### [Stated problem]
Copy out all of the rows below word for word, keeping every line unchanged.

# Start of Record excerpts

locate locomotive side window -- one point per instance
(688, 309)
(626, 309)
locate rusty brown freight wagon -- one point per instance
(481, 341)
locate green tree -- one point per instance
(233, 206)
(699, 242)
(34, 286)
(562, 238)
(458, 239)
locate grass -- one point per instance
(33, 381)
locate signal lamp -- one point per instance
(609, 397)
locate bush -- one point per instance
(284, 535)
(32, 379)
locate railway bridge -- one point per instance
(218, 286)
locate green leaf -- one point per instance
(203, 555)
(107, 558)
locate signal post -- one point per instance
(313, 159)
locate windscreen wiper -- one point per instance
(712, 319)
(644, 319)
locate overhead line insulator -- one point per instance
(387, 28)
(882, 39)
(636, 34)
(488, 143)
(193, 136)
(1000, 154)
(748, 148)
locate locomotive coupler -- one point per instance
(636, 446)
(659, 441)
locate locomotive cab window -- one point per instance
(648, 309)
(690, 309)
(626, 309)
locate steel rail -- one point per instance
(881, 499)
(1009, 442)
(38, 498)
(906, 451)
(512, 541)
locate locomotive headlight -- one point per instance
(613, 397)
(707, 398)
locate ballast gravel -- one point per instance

# End of Record excerpts

### [Written answer]
locate locomotive side window -- one point per instance
(688, 309)
(626, 309)
locate rusty brown freight wagon -- one point per instance
(481, 341)
locate green tree -- one point per instance
(233, 206)
(699, 242)
(34, 286)
(562, 238)
(458, 239)
locate grass -- one point per instance
(33, 381)
locate signal lamp -- one point per instance
(609, 397)
locate bush -- one point per instance
(284, 535)
(32, 379)
locate railway bridge -- one point per instance
(218, 286)
locate green leaf -- one point per instance
(203, 555)
(107, 558)
locate signal post -- one point per instance
(313, 159)
locate windscreen wiper -- one point per instance
(712, 319)
(644, 319)
locate overhead line insulator -- one point per instance
(387, 28)
(882, 39)
(636, 34)
(488, 143)
(193, 136)
(1000, 154)
(748, 148)
locate locomotive coupler -- one point per instance
(636, 446)
(659, 441)
locate locomotive cab window -- one point per instance
(648, 309)
(690, 309)
(626, 309)
locate steel rail -- one point per instance
(881, 499)
(1009, 442)
(38, 498)
(906, 451)
(512, 541)
locate locomotive headlight -- one point per instance
(613, 397)
(707, 398)
locate ballast gravel -- one point per instance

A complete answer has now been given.